## Texte extrait
========================================================================
IV.  Conclusion et décision

 

[21]           Je n’ai aucune raison de conclure que M. Anthonysamy a été traité de façon injuste par la Commission ou que la Commission est arrivée à des conclusions déraisonnables en ce qui concerne sa demande d’asile. Par conséquent, je dois rejeter la présente demande de contrôle judiciaire. Ni l’une ni l’autre des parties n’a proposé de question de portée générale à certifier et aucune n’est énoncée.

 


JUGEMENT

 

LA COUR REND LE JUGEMENT SUIVANT :

1.      La demande de contrôle judiciaire est rejetée;

2.      Aucune question de portée générale n’est formulée.

 

 

« James W. O’Reilly »

Juge

 

 

 

 

Traduction certifiée conforme

Chantal DesRochers, LL.B., D.E.S.S. en trad.
========================================================================
## Fiches de données

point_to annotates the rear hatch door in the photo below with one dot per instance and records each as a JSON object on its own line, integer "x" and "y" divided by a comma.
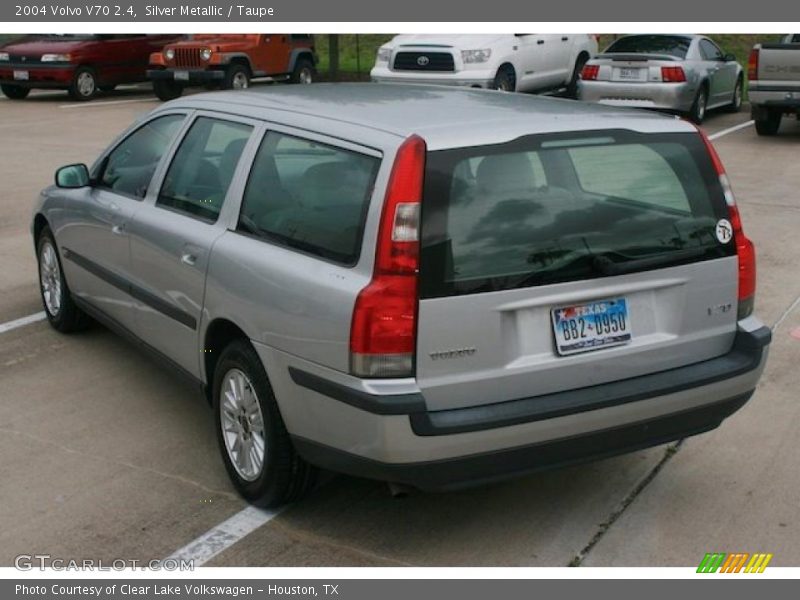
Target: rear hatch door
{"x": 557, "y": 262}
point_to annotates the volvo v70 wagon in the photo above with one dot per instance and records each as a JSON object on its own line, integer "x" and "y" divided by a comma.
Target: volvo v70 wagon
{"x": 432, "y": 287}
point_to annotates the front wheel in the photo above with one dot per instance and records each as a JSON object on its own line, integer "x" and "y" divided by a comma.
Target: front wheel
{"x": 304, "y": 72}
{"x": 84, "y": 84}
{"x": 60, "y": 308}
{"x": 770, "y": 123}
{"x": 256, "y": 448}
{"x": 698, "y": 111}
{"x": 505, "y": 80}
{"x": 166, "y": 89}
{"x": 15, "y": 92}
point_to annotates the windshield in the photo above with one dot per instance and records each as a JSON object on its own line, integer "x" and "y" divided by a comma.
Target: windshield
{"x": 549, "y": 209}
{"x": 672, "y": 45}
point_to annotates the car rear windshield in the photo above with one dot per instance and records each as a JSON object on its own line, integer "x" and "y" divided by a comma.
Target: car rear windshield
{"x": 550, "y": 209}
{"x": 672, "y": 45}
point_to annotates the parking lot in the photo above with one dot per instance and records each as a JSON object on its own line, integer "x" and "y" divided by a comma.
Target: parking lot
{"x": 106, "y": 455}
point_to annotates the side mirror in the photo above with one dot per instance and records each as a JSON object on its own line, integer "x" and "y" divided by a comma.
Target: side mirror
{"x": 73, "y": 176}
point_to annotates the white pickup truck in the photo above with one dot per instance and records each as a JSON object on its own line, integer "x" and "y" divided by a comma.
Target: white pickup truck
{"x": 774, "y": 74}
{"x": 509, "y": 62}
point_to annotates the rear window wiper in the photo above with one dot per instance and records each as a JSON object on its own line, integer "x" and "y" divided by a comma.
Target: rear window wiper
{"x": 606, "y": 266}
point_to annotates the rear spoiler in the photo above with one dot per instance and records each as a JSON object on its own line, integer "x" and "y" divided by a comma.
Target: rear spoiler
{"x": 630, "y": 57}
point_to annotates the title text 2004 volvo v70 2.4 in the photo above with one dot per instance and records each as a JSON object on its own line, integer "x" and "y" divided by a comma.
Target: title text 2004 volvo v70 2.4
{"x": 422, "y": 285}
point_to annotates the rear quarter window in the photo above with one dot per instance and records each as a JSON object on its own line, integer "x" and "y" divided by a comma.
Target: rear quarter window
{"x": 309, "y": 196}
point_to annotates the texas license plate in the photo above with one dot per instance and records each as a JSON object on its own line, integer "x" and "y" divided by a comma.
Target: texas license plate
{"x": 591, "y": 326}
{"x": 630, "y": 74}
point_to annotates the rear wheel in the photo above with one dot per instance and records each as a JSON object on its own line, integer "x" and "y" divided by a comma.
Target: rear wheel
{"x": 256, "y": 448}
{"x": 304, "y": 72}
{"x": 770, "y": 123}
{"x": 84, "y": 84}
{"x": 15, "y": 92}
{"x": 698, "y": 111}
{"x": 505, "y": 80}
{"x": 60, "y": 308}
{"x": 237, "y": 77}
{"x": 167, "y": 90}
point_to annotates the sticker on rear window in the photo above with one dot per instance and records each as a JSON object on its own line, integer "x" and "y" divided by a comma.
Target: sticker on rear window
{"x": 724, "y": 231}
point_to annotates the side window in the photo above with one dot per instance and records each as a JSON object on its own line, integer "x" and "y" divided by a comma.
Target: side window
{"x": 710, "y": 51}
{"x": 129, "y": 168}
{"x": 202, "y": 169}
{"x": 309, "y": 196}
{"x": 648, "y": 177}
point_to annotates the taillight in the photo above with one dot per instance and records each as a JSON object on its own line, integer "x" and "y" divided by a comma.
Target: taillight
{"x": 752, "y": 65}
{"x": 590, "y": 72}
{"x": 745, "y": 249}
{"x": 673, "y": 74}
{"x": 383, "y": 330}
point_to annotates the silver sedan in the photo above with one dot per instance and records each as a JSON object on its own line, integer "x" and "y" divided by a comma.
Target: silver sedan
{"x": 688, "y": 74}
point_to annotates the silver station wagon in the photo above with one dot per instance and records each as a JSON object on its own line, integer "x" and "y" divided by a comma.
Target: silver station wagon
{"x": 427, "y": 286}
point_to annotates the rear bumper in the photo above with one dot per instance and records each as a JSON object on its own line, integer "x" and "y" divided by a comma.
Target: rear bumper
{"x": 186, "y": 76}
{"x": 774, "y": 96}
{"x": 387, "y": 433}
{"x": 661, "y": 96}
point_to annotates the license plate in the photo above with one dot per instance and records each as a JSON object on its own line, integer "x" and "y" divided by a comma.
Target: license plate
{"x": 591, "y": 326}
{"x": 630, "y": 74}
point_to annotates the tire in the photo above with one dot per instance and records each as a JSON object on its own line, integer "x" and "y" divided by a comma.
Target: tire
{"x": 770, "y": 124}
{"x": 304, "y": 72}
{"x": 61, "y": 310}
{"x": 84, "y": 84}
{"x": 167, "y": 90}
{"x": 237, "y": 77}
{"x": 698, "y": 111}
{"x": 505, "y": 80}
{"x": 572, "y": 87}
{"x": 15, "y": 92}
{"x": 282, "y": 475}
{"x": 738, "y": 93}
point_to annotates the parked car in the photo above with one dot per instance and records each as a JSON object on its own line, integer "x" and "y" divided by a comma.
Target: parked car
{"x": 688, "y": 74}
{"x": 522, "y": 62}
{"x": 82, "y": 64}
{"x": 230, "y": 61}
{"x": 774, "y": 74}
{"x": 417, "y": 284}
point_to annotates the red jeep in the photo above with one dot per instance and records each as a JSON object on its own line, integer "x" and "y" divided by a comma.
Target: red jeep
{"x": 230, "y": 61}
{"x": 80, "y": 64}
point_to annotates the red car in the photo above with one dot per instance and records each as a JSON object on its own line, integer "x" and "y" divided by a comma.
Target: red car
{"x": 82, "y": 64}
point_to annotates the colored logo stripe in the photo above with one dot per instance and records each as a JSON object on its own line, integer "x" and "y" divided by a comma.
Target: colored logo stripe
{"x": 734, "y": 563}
========================================================================
## Votre objectif
Relevez toutes les personnes nommées dans l'extrait du jugement.

## Solution proposée
- M. Anthonysamy
- James W. O’Reilly
- Chantal DesRochers